Objective: Starting with the line that contains "Tag every instance of the green leaf" and going on through the end of the records, rewrite those lines, requests included, and rescale each point's coordinates by multiplying them by 0.3 and rounding to whole numbers, with halves rounded up. Leave the pictures out of your answer.

Records of labeled points:
■ ■ ■

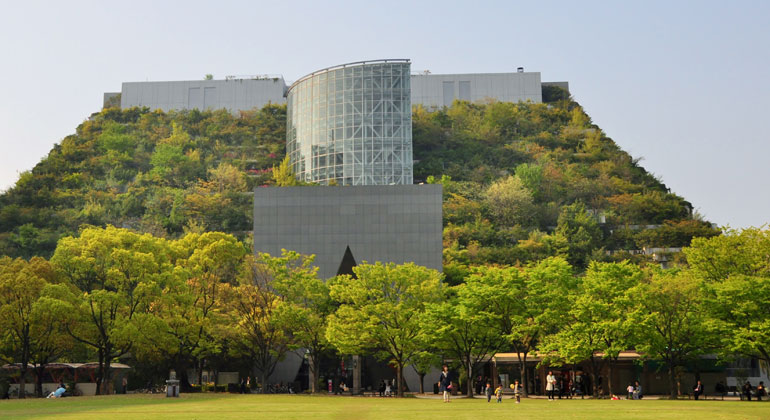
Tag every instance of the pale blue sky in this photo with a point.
(684, 85)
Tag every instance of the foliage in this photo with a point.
(597, 320)
(381, 310)
(736, 270)
(160, 173)
(304, 307)
(671, 320)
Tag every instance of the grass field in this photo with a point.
(291, 407)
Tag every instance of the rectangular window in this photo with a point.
(465, 91)
(449, 93)
(209, 97)
(194, 99)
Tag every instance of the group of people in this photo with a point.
(386, 388)
(59, 392)
(634, 391)
(560, 386)
(749, 390)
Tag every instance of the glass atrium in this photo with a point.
(352, 124)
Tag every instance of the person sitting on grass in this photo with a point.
(58, 393)
(516, 387)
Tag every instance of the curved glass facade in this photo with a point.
(352, 124)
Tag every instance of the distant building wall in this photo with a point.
(437, 90)
(563, 85)
(233, 95)
(387, 223)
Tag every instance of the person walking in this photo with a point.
(445, 383)
(516, 390)
(550, 385)
(747, 390)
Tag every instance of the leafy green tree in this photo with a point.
(50, 342)
(260, 334)
(597, 319)
(283, 174)
(380, 312)
(671, 320)
(21, 285)
(206, 266)
(736, 271)
(117, 274)
(464, 329)
(581, 231)
(423, 363)
(304, 307)
(509, 202)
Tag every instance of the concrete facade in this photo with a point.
(387, 223)
(233, 95)
(429, 90)
(438, 90)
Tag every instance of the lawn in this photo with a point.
(299, 407)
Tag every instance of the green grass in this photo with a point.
(299, 407)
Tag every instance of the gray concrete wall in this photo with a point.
(437, 90)
(392, 223)
(432, 91)
(233, 95)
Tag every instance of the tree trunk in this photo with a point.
(594, 375)
(672, 381)
(39, 371)
(422, 379)
(199, 366)
(400, 375)
(100, 373)
(106, 381)
(469, 369)
(23, 381)
(315, 368)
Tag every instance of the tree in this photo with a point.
(671, 320)
(423, 363)
(117, 274)
(581, 231)
(465, 328)
(736, 270)
(193, 307)
(283, 174)
(381, 310)
(304, 307)
(50, 342)
(541, 302)
(21, 285)
(259, 335)
(509, 202)
(597, 320)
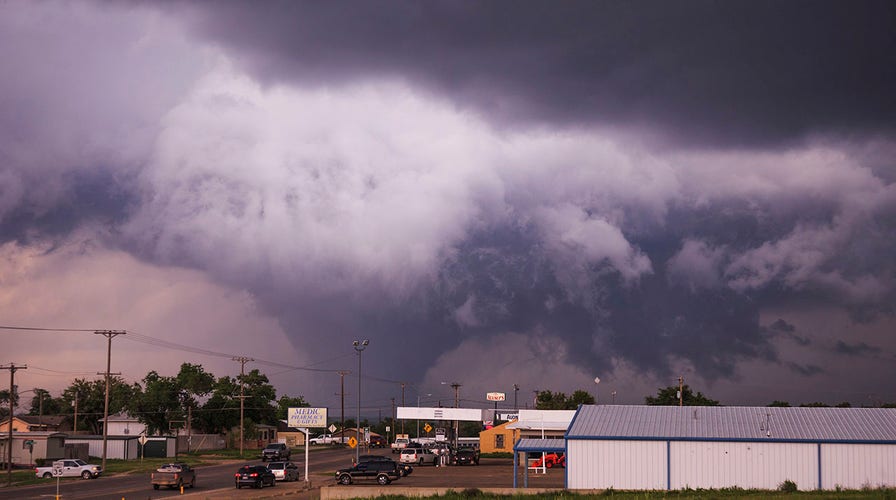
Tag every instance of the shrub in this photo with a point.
(788, 486)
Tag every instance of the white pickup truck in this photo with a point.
(70, 468)
(323, 439)
(401, 442)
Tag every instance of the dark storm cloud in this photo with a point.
(733, 73)
(856, 349)
(787, 330)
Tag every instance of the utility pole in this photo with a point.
(242, 360)
(393, 419)
(402, 404)
(342, 374)
(12, 386)
(680, 391)
(456, 386)
(109, 334)
(75, 425)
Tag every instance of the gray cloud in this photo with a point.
(487, 172)
(738, 74)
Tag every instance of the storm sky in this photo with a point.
(492, 193)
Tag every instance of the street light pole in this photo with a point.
(359, 345)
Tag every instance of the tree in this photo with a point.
(44, 404)
(547, 400)
(91, 397)
(260, 395)
(158, 403)
(222, 410)
(668, 396)
(4, 402)
(285, 403)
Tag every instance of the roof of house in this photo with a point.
(549, 420)
(735, 423)
(42, 420)
(546, 445)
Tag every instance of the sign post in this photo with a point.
(304, 419)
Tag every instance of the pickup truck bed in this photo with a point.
(173, 476)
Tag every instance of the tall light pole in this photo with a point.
(12, 411)
(418, 418)
(242, 360)
(359, 345)
(109, 334)
(456, 386)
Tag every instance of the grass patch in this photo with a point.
(884, 494)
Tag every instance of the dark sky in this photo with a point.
(494, 193)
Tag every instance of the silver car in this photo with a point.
(284, 471)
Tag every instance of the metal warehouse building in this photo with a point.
(670, 447)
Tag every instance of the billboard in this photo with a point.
(306, 417)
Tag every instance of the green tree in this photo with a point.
(260, 396)
(91, 395)
(222, 409)
(4, 402)
(158, 403)
(44, 404)
(668, 396)
(285, 403)
(547, 400)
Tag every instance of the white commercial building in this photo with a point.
(670, 447)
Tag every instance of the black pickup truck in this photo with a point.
(384, 471)
(275, 452)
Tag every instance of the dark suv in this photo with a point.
(384, 471)
(275, 451)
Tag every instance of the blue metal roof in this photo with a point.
(546, 445)
(734, 423)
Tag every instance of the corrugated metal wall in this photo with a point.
(114, 448)
(641, 465)
(719, 464)
(854, 466)
(622, 465)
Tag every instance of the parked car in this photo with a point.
(255, 476)
(384, 472)
(466, 456)
(418, 456)
(284, 471)
(323, 439)
(403, 469)
(551, 459)
(275, 451)
(173, 476)
(70, 468)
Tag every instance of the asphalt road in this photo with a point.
(216, 481)
(208, 478)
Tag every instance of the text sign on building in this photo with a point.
(307, 417)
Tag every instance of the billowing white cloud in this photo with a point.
(697, 265)
(82, 285)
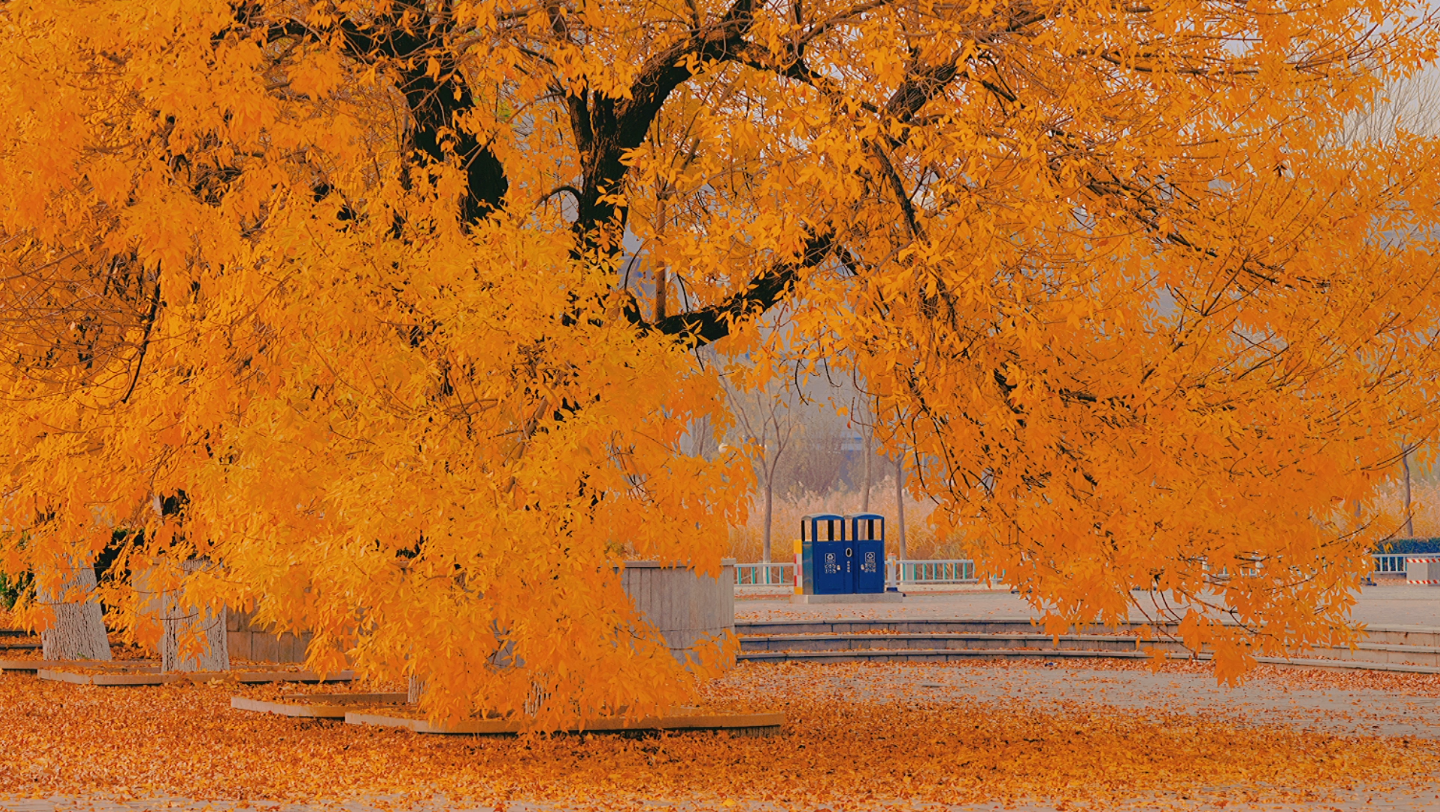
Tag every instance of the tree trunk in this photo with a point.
(79, 626)
(900, 503)
(193, 638)
(769, 514)
(870, 452)
(1410, 520)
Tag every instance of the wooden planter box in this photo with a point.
(684, 606)
(251, 642)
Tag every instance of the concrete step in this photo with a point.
(1365, 652)
(1413, 637)
(955, 655)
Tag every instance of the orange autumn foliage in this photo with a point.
(402, 295)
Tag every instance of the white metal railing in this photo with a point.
(933, 570)
(774, 573)
(897, 573)
(1390, 563)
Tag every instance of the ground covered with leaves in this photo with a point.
(857, 736)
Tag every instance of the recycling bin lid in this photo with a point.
(812, 521)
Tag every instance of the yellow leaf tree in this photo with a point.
(399, 301)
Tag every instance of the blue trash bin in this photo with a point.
(825, 557)
(867, 534)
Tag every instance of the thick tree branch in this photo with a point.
(762, 292)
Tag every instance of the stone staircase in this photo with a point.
(1403, 648)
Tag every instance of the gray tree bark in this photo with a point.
(900, 503)
(1410, 517)
(79, 622)
(869, 434)
(193, 639)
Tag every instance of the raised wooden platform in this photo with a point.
(33, 665)
(739, 724)
(316, 706)
(121, 678)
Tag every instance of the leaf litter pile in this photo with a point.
(857, 736)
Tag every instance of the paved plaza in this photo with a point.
(1384, 606)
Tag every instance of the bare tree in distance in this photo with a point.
(1410, 105)
(765, 422)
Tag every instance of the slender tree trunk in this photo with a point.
(900, 503)
(79, 625)
(870, 452)
(769, 514)
(1410, 520)
(193, 638)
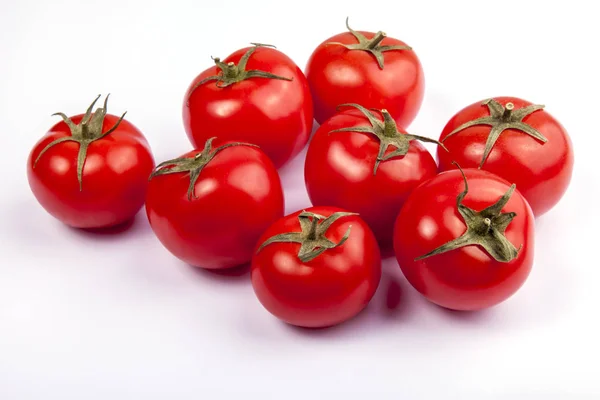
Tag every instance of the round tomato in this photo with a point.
(210, 207)
(317, 267)
(91, 170)
(465, 243)
(369, 69)
(256, 95)
(362, 162)
(516, 140)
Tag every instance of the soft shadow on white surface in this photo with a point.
(116, 316)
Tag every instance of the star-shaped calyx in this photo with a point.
(372, 45)
(87, 131)
(500, 119)
(193, 165)
(484, 228)
(386, 132)
(312, 238)
(231, 73)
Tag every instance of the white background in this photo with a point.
(88, 316)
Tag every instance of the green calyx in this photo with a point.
(372, 45)
(484, 228)
(312, 238)
(386, 132)
(231, 73)
(87, 131)
(500, 119)
(193, 165)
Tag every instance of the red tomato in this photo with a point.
(369, 69)
(316, 268)
(210, 207)
(465, 250)
(362, 162)
(256, 95)
(91, 171)
(516, 140)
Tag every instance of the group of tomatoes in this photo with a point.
(462, 233)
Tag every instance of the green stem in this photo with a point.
(390, 129)
(377, 39)
(508, 111)
(312, 234)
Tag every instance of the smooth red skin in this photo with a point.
(337, 75)
(115, 176)
(276, 115)
(330, 289)
(339, 172)
(238, 196)
(467, 278)
(542, 172)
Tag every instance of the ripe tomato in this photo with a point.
(369, 69)
(516, 140)
(465, 247)
(316, 268)
(358, 162)
(256, 95)
(91, 170)
(209, 207)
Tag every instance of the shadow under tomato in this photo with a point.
(138, 225)
(353, 325)
(239, 274)
(111, 230)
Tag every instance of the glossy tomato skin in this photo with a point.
(339, 172)
(238, 196)
(276, 115)
(541, 171)
(337, 75)
(331, 288)
(466, 278)
(114, 180)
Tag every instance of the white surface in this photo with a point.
(86, 316)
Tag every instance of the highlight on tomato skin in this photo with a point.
(91, 170)
(256, 95)
(317, 267)
(368, 68)
(518, 140)
(360, 160)
(210, 206)
(465, 251)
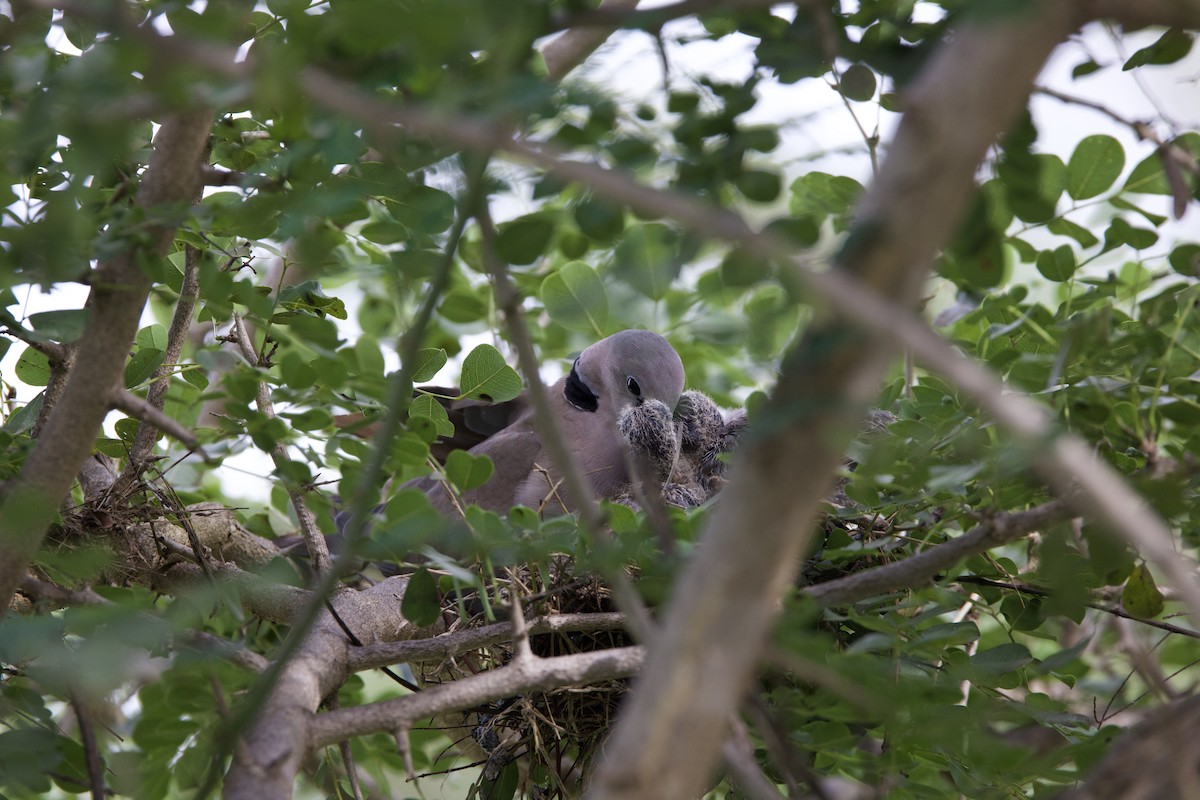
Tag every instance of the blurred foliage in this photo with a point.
(327, 239)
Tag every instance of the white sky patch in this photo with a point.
(817, 133)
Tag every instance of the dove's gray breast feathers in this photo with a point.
(618, 372)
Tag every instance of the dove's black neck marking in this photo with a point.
(577, 392)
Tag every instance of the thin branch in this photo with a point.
(513, 679)
(91, 752)
(52, 350)
(570, 48)
(318, 549)
(156, 396)
(1065, 461)
(119, 292)
(1024, 588)
(154, 420)
(448, 645)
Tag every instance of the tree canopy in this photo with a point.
(298, 223)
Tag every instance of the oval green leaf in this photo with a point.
(487, 377)
(575, 298)
(429, 362)
(648, 258)
(1140, 595)
(1095, 166)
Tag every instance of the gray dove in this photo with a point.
(615, 374)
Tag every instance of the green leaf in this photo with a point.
(153, 336)
(487, 377)
(423, 209)
(421, 603)
(1024, 613)
(27, 757)
(599, 220)
(523, 240)
(1063, 227)
(24, 417)
(295, 371)
(1122, 233)
(369, 355)
(858, 83)
(142, 365)
(310, 298)
(467, 471)
(1185, 259)
(760, 185)
(1173, 46)
(1095, 166)
(1140, 596)
(1002, 660)
(575, 298)
(63, 326)
(821, 196)
(429, 362)
(426, 407)
(33, 367)
(648, 258)
(1147, 176)
(1059, 264)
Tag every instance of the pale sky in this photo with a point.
(815, 121)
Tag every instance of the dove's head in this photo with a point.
(625, 370)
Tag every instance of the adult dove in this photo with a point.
(617, 373)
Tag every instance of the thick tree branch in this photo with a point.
(1158, 758)
(318, 551)
(119, 293)
(515, 678)
(156, 396)
(271, 752)
(969, 91)
(449, 645)
(154, 420)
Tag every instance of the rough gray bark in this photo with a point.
(271, 752)
(1157, 758)
(119, 294)
(678, 714)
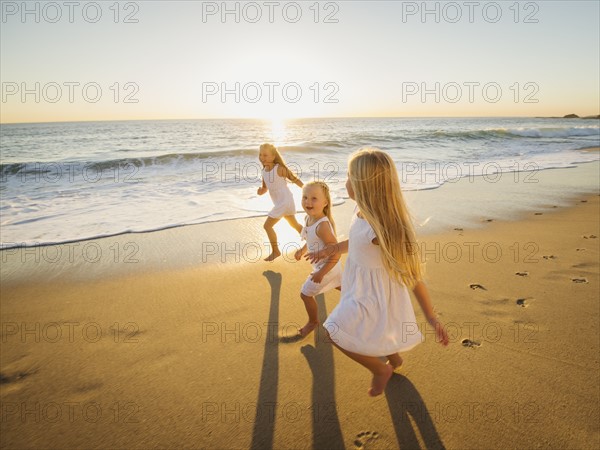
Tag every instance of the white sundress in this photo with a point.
(333, 278)
(280, 193)
(375, 316)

■ ■ ■

Full answer:
Tag every instance of the green leaf in this photo with a point.
(46, 101)
(146, 113)
(127, 63)
(126, 181)
(307, 184)
(8, 227)
(180, 66)
(157, 72)
(319, 68)
(7, 125)
(89, 111)
(337, 70)
(111, 107)
(257, 25)
(43, 110)
(93, 89)
(140, 141)
(356, 78)
(228, 56)
(352, 14)
(329, 50)
(342, 179)
(301, 198)
(173, 89)
(19, 98)
(246, 59)
(129, 109)
(128, 122)
(10, 110)
(194, 77)
(344, 53)
(318, 79)
Tag every instance of the pale sky in this photo with a point.
(245, 36)
Tag every instance of the dove's head in this photo with a point.
(188, 111)
Tag every instance of the adult dove in this photo with a point.
(185, 112)
Tag every instance of the thick tree branch in this photo with a point.
(347, 227)
(95, 165)
(36, 88)
(155, 203)
(47, 119)
(81, 226)
(291, 27)
(135, 194)
(46, 126)
Tag every instance of the rough gray bark in this photo with a point.
(81, 226)
(347, 227)
(36, 88)
(203, 214)
Tag every instance of the white sundress in this photo with a point.
(100, 83)
(84, 58)
(113, 95)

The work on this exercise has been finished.